» **PROVIDED RECORDS**:
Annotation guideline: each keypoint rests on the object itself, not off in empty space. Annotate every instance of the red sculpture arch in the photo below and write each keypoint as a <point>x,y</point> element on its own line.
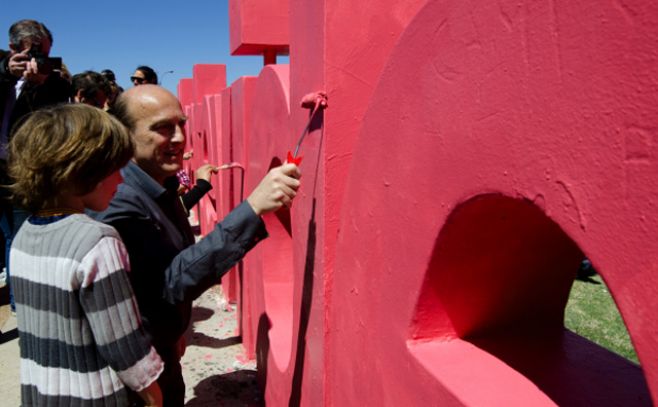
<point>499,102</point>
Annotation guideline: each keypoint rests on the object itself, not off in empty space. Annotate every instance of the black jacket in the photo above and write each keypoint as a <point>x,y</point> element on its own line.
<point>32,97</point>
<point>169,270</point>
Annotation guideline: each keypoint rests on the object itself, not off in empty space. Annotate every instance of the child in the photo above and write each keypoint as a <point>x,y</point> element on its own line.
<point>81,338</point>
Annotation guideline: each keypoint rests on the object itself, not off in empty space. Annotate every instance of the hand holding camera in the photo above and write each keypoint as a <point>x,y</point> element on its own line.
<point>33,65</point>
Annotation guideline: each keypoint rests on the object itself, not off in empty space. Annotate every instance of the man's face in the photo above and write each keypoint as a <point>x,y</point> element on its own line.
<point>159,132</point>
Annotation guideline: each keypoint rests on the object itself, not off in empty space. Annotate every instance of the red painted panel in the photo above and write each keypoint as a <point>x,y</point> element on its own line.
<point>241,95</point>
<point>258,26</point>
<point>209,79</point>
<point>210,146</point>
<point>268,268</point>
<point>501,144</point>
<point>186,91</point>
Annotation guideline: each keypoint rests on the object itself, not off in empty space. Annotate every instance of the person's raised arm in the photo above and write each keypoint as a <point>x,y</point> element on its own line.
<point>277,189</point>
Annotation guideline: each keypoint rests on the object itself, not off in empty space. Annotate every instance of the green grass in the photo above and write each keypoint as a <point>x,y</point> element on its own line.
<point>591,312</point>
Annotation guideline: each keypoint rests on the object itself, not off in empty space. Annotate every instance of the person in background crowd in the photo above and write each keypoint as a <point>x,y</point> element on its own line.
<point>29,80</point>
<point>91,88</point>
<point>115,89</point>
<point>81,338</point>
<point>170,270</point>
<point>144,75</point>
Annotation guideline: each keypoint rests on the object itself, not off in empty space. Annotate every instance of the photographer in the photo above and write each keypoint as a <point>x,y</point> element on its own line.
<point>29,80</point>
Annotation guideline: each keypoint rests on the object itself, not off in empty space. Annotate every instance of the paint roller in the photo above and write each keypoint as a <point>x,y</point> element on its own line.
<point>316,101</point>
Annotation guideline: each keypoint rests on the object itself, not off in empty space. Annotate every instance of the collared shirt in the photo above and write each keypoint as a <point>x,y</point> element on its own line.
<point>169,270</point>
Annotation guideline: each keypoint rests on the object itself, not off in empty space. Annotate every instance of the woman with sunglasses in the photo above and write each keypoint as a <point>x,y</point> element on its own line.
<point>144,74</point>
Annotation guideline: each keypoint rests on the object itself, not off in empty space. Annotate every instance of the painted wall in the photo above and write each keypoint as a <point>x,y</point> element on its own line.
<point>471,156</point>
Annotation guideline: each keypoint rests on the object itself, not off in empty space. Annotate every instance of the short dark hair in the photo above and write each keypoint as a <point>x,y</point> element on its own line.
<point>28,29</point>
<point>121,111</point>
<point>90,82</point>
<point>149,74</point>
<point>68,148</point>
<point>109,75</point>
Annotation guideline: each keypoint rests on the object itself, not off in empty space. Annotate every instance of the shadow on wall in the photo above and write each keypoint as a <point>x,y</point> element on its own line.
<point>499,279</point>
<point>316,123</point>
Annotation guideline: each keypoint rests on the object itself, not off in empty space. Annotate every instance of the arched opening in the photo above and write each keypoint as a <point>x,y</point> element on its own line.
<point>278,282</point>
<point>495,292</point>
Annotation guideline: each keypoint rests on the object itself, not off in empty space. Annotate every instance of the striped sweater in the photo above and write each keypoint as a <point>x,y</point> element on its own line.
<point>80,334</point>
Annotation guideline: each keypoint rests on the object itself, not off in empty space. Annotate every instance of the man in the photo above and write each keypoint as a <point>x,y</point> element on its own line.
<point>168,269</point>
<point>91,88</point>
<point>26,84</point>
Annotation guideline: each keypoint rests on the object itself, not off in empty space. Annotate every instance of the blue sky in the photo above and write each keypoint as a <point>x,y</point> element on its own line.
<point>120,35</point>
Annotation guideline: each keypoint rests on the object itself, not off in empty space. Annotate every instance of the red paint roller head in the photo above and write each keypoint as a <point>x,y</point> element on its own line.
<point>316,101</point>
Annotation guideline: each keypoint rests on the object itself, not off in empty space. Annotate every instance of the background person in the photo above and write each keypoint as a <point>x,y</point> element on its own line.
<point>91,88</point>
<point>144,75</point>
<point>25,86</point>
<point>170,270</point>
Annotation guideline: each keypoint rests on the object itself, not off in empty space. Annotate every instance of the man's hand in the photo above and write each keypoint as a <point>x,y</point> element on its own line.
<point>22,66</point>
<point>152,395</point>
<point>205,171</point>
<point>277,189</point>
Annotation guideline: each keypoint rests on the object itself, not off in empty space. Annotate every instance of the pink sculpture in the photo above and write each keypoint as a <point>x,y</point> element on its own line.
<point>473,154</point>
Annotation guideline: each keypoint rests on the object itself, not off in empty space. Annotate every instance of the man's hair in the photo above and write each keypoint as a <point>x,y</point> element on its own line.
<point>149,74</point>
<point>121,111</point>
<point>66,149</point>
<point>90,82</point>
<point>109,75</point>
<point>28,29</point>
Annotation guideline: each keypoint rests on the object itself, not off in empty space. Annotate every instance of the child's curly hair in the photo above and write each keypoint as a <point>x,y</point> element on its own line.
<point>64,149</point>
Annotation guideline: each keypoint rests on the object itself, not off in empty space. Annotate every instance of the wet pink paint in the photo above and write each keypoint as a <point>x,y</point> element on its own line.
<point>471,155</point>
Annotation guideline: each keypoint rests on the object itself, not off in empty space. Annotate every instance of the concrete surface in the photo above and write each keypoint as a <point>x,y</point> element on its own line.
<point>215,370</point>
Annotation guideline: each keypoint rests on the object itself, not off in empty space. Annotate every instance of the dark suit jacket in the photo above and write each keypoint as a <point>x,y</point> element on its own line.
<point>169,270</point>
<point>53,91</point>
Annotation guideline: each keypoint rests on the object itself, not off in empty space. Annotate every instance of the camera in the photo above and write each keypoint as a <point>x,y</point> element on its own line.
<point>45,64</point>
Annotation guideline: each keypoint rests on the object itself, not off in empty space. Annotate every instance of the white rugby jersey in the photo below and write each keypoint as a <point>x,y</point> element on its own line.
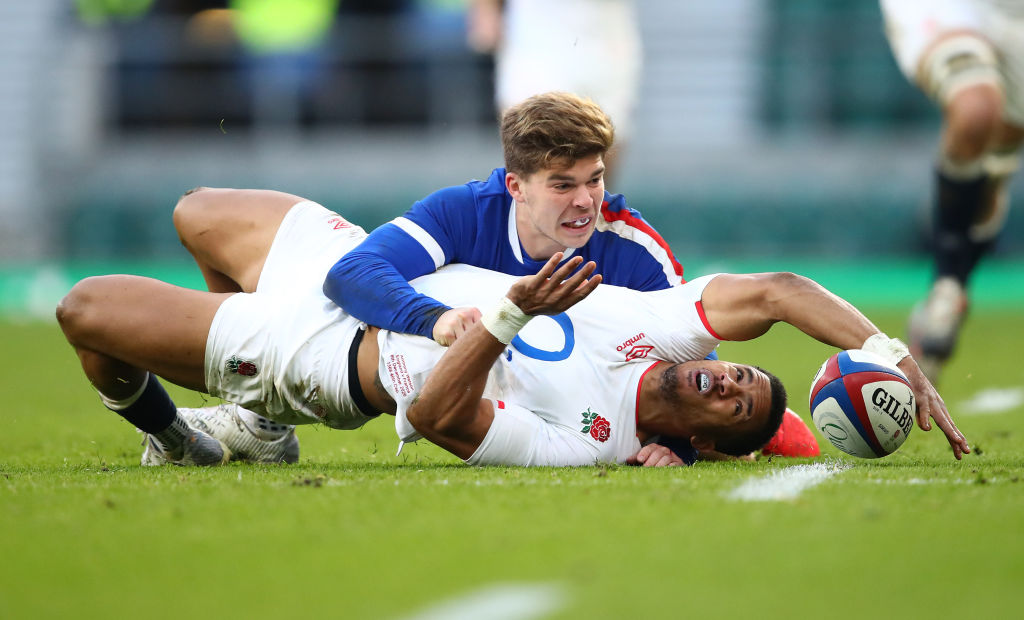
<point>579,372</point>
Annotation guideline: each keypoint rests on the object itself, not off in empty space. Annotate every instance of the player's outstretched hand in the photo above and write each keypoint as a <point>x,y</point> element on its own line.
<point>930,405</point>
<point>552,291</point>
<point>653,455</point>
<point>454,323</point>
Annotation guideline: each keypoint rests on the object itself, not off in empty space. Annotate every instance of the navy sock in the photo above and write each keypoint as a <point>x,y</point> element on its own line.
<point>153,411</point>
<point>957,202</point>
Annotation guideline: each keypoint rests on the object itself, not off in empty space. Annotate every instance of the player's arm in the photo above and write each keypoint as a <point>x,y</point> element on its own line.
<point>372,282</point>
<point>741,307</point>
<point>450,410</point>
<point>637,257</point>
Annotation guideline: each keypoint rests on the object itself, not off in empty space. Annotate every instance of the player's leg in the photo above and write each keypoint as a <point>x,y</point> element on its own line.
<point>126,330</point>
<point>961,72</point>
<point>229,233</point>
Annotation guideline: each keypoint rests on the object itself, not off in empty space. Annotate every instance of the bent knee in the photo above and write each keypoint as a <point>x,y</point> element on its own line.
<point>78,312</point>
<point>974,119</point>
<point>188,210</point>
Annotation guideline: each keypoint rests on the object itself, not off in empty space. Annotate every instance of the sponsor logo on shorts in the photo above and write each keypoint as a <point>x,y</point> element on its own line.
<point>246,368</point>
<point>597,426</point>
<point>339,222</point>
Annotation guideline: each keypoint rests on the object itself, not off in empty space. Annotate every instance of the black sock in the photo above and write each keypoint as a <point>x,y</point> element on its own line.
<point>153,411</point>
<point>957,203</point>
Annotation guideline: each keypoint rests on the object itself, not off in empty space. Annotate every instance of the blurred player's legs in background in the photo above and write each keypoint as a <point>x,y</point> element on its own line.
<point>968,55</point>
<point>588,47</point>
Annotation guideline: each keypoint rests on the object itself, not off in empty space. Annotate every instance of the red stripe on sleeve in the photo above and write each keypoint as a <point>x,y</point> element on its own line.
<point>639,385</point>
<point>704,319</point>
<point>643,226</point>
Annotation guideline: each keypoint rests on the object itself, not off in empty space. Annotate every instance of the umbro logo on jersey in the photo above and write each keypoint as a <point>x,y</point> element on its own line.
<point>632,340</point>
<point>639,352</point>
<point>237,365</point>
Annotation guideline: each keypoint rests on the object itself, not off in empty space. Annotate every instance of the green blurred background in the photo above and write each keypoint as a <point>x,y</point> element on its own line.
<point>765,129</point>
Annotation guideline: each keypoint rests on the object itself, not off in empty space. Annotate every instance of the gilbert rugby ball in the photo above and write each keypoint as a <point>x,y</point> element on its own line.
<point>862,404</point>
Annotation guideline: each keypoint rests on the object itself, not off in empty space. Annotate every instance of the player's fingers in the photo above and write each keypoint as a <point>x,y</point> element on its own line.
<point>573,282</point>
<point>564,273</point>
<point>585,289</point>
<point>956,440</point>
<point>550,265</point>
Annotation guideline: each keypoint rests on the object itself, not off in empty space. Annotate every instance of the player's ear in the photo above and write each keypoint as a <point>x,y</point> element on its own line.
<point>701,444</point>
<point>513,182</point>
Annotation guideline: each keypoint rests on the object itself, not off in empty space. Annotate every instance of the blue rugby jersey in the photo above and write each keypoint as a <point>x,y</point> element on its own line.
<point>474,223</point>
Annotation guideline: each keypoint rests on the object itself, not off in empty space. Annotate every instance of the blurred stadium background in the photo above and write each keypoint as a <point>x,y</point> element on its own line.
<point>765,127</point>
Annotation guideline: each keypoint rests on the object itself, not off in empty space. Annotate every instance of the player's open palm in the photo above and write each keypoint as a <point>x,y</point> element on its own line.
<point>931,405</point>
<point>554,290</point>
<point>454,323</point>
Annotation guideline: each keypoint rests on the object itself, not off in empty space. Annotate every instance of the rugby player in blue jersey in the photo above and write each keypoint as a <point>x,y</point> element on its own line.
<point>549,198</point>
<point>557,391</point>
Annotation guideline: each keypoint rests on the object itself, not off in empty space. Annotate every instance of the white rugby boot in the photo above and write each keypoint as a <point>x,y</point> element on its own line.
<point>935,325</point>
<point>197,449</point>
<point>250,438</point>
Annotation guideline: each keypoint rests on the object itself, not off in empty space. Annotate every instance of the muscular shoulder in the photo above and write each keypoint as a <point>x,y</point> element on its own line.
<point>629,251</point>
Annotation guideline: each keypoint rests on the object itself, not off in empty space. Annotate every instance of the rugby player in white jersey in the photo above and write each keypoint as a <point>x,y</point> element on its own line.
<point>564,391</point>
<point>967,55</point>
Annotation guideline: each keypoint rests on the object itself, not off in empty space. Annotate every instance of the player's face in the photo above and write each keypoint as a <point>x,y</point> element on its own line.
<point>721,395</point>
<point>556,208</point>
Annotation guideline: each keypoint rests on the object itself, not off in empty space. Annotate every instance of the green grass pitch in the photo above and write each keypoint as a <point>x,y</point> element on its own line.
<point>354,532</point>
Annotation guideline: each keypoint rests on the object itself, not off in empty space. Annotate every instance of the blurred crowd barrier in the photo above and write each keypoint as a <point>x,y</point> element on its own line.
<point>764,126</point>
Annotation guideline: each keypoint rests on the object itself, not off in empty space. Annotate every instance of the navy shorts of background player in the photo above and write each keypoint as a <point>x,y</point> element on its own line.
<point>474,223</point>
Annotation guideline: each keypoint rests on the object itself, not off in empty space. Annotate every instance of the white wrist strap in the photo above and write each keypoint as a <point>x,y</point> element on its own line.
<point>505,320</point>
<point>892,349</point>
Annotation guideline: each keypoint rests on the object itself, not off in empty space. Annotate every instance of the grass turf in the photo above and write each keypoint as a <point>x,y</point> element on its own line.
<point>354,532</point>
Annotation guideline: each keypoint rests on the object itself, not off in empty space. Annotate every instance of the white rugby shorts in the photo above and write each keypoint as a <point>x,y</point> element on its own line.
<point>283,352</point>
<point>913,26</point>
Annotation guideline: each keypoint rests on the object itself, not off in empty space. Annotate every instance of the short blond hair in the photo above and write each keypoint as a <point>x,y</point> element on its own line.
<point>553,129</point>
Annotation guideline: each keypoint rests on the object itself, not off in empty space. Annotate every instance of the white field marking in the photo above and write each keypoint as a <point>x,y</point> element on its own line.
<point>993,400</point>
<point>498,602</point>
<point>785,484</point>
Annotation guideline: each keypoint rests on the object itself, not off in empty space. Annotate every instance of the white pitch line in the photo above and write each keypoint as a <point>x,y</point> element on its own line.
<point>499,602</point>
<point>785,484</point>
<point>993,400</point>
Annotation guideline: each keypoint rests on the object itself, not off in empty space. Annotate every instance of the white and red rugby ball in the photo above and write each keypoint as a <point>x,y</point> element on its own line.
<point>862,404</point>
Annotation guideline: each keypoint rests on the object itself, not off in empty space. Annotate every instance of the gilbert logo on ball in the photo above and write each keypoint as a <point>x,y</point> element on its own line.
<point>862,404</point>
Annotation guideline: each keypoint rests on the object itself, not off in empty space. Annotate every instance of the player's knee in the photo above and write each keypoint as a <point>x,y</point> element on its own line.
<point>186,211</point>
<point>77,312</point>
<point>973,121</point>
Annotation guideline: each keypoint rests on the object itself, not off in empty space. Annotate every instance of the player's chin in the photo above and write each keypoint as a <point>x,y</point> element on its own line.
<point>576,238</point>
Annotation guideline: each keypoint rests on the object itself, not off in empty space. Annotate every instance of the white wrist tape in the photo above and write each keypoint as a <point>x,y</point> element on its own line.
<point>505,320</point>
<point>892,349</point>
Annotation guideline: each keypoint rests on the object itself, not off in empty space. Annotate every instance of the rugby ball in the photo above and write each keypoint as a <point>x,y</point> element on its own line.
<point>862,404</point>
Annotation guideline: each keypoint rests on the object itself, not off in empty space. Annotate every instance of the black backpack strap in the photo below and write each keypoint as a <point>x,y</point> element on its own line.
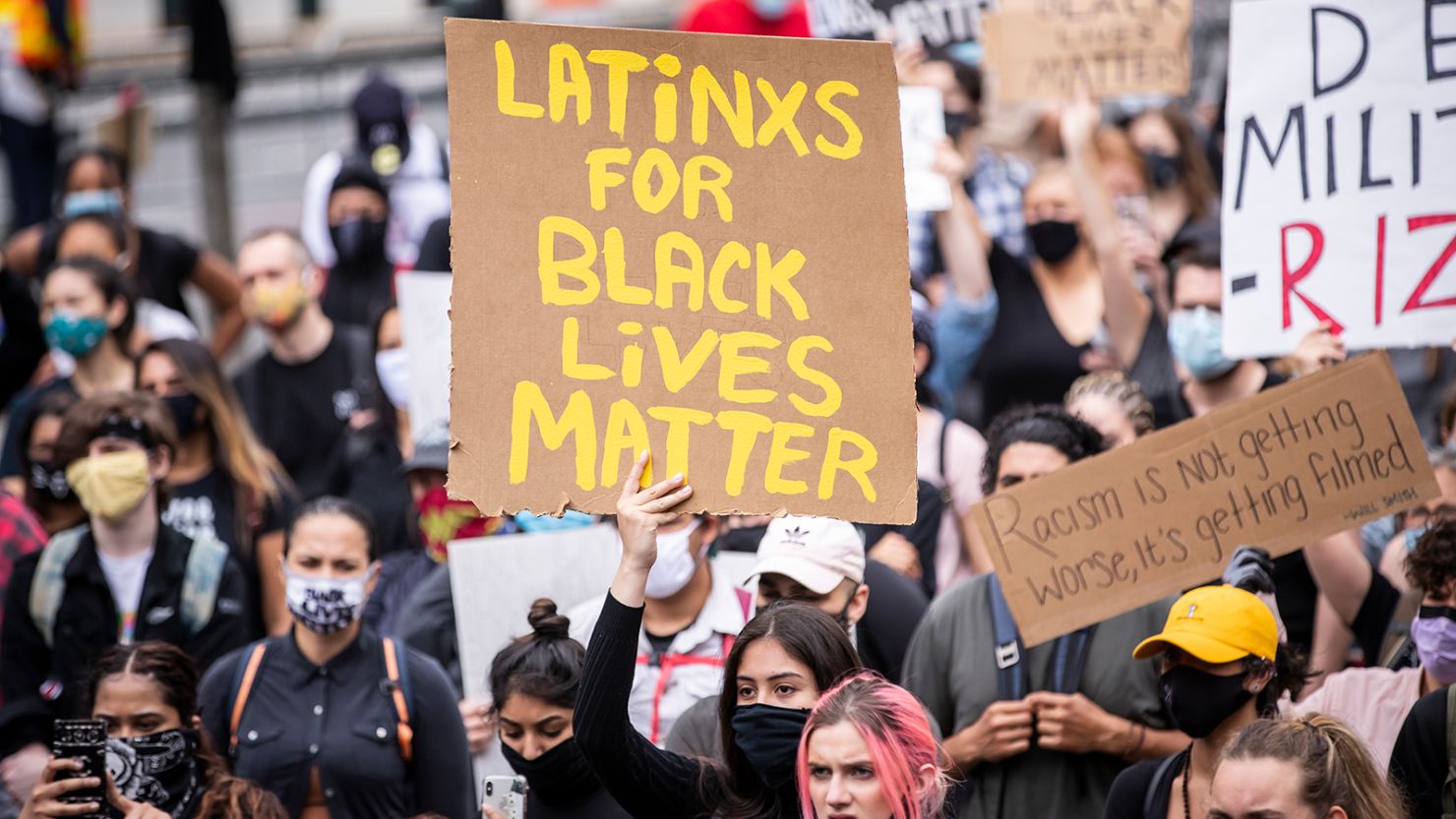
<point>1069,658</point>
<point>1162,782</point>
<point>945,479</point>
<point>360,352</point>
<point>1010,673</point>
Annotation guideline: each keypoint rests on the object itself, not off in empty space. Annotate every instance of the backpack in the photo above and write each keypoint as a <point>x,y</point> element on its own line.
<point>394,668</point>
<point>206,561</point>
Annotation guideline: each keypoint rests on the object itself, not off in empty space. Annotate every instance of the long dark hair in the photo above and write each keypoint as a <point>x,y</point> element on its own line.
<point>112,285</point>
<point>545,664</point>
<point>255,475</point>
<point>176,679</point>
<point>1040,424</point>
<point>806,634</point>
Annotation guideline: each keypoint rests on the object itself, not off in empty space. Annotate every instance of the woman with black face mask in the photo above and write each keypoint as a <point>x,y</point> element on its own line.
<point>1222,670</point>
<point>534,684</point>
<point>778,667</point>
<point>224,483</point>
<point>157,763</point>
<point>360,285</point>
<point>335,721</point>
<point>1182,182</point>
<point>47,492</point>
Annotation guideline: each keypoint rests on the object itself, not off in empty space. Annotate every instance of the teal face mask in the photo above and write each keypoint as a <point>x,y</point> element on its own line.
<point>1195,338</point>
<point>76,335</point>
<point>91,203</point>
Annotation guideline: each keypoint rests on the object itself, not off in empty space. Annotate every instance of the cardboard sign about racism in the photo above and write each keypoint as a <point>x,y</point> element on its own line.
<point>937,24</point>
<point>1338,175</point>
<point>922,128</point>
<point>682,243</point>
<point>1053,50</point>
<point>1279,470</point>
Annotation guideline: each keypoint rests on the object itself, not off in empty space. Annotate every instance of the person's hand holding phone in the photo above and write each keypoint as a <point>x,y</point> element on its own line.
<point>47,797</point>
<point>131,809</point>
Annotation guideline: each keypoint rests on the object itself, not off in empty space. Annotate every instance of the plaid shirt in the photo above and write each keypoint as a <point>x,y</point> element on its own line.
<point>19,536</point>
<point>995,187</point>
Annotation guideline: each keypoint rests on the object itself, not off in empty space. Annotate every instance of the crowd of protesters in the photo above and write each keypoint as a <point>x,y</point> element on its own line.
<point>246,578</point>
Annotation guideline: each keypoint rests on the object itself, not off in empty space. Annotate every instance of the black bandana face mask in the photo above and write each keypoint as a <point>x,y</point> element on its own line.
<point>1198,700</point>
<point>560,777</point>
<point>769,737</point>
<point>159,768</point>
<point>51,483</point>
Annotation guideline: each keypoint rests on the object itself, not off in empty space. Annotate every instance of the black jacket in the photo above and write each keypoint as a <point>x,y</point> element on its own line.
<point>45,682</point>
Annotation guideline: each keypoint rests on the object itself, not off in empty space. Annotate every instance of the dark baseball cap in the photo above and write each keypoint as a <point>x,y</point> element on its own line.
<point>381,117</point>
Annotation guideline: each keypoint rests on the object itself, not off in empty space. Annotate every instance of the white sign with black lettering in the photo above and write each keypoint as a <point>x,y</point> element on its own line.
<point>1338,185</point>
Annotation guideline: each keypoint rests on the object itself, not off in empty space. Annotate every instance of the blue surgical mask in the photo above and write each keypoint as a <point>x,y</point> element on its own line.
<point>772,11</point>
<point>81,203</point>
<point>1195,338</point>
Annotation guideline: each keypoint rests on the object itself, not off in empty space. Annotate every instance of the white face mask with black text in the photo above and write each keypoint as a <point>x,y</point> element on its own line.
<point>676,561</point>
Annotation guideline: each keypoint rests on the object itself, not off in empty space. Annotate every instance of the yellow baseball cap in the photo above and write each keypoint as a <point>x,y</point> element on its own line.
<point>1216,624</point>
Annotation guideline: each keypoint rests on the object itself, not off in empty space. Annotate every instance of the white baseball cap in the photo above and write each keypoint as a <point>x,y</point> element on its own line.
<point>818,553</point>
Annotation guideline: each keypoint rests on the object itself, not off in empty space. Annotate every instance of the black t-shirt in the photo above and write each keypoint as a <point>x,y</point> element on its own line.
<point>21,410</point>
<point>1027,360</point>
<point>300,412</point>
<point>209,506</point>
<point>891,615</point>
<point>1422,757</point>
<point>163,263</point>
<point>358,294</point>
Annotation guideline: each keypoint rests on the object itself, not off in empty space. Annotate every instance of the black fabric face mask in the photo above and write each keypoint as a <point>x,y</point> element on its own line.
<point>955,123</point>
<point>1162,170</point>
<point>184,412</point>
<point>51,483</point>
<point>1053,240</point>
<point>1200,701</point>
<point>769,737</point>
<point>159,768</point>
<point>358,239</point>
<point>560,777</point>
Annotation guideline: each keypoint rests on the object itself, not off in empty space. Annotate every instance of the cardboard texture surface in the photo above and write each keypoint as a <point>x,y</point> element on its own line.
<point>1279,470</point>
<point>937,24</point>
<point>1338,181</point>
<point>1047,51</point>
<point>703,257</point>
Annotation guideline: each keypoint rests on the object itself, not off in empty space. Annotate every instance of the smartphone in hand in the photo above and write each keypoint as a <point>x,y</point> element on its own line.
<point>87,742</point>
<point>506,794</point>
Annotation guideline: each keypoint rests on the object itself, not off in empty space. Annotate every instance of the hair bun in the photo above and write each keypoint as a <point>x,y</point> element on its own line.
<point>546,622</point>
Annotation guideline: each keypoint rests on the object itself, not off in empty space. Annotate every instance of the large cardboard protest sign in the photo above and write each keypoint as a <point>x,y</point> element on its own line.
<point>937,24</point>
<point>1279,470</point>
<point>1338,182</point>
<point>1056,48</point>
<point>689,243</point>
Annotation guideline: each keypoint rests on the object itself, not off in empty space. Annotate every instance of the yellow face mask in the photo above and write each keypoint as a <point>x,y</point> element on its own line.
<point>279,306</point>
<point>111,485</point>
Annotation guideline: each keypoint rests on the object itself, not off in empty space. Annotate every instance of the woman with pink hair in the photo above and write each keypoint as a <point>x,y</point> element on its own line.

» **AIM**: Set down, word for word, the stretch of items above from the line containing "the blurred crowd" through the line containing "<point>553,129</point>", with both of those lines included.

» **FINAL RESULT**:
Annotation guideline: each keypoint rests on the object itself, not off in empty space. Annotate every instance of the blurred crowd barrier in the photo above and write each keypoint as a <point>x,y</point> element on its own line.
<point>764,126</point>
Annotation guideline: each keypoint rests on the object itself, not off in empty space. Annotate every instance of the navy shorts of background player in the photo above and write each keypoint as a <point>x,y</point> element on its own line.
<point>474,223</point>
Annotation guideline: each keypoint rests on the object itself, not off in empty space. Annotate every instance of the white wrist strap in the photo above and write each keypoint as a <point>x,y</point> element on its own line.
<point>505,320</point>
<point>892,349</point>
Annotation guideline: each keypoint rests on the object itself, not off in empty space. Annotate every instance of the grass turf in the photo above and write each keypoint as a <point>x,y</point> element on its own line.
<point>354,532</point>
Annotation guideline: each keypoint rests on the object itself, not off in empty space. Annotate every instance of the white rugby shorts in the photo above and write each keypoint as a <point>x,y</point> element on its own line.
<point>283,352</point>
<point>913,26</point>
Annotation guideline: each keypoint rests on the object itself, not off in empty space. Annotate every instance of the short blond hair in the photo above and write each keypoint as a <point>x,y</point> element on its own line.
<point>553,129</point>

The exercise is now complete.